*Requirement*
In the records below, locate the line containing "Find the beach", then extract it and all following lines exactly, ending with the last line.

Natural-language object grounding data
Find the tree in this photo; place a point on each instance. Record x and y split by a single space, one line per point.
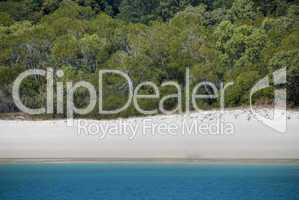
243 10
138 10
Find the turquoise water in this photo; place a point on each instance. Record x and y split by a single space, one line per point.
148 181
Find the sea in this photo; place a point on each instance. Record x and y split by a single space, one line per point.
144 181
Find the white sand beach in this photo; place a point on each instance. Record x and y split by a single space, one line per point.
250 138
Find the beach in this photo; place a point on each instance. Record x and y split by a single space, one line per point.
90 140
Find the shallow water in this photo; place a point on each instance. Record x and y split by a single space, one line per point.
148 181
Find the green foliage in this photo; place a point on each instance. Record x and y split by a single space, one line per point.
155 40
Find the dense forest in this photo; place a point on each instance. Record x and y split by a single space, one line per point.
151 40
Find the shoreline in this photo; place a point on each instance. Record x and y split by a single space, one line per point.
222 161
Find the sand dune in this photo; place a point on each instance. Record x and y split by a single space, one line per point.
133 138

*Answer box*
Find the beach in this photo; place a point on each instance. Record x and y split by a single space, one line per point.
90 140
Find the shallow water in this photo; place a point on each instance. Record x and y split by a single space, one line per point.
148 181
Find the green foliage in this photo; place a point on each instance. Record x and y split by a single space, one line per point.
155 40
Find the dense forest in this photo; place a point on each instance. Record x and y split by a single space, one line per point.
151 40
Find the shoreline in this photo; place a point on each instance. Record x and y split by a single space, one line per point.
222 161
Find the sand dune in this photo; place a point on each instance. Record x and y split by a single space, one line per point.
133 138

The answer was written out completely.